SUPPLIED MATERIAL ▸
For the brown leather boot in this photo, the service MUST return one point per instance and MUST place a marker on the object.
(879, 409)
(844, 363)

--

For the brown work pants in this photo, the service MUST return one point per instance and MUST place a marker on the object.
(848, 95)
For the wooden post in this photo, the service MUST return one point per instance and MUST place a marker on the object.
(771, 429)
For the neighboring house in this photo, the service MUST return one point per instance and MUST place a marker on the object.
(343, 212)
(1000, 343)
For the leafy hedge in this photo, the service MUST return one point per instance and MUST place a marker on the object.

---

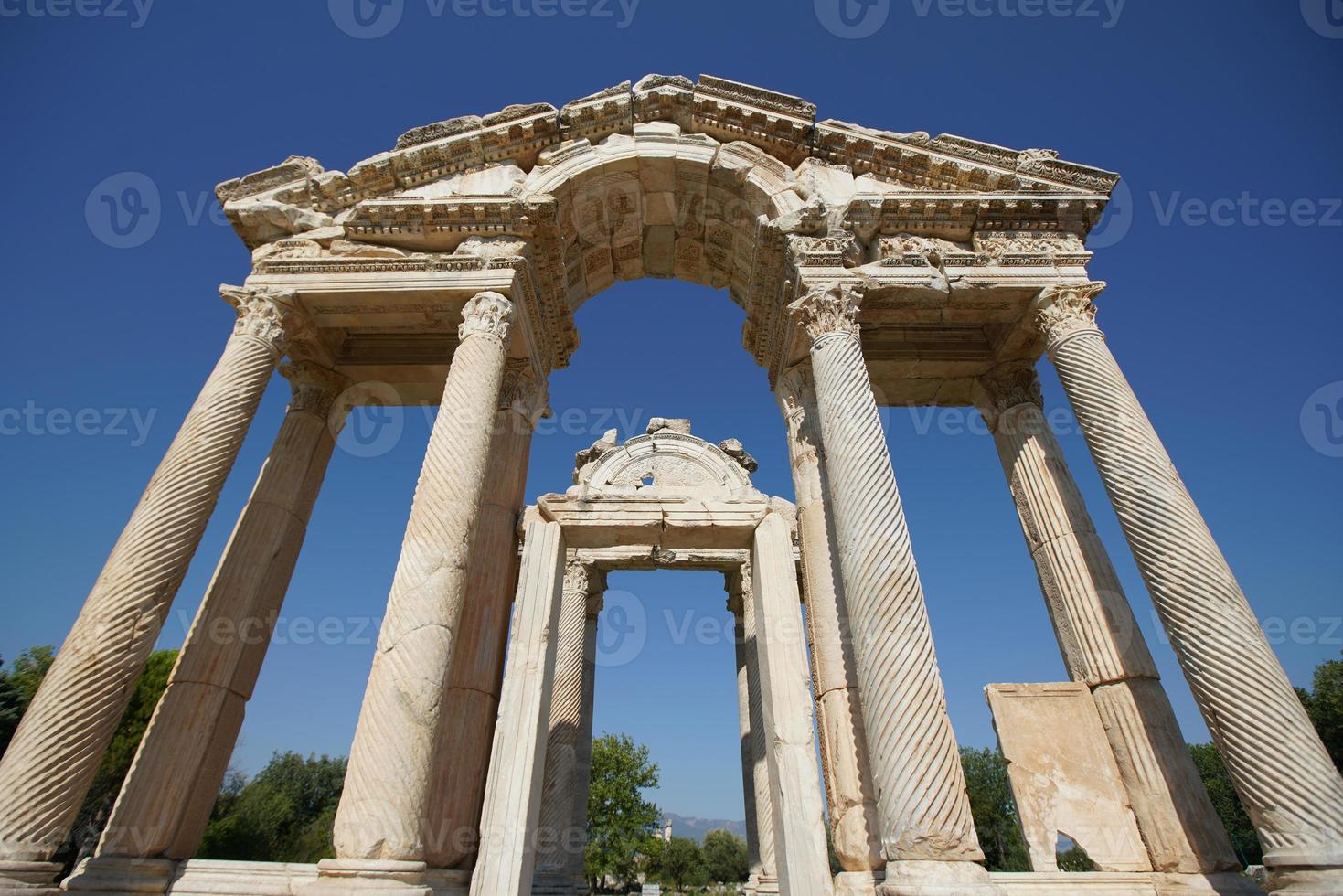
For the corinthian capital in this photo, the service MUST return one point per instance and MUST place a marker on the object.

DESCRIPTION OF THE TASK ▸ Arrange the data from the line containing "For the brown work" through the line containing "(1000, 343)" as a two-column CSV with the headers text and points. Each row holds one text and the points that follow it, each in its own quoted field with line breaks replaced by spaces.

COMPLETE RESPONSE ▸
text,points
"For the brown work pants in this photo, the service MUST return one point per instance and MUST place a marker on the object.","(848, 95)"
"For the wooden post in this photo, the service MUST return one point per instance and MUST place a marker on the object.","(771, 429)"
"For the neighboring house in this photo, the service MUST return one point per instance and MUST place a marker on the object.","(343, 212) (1000, 343)"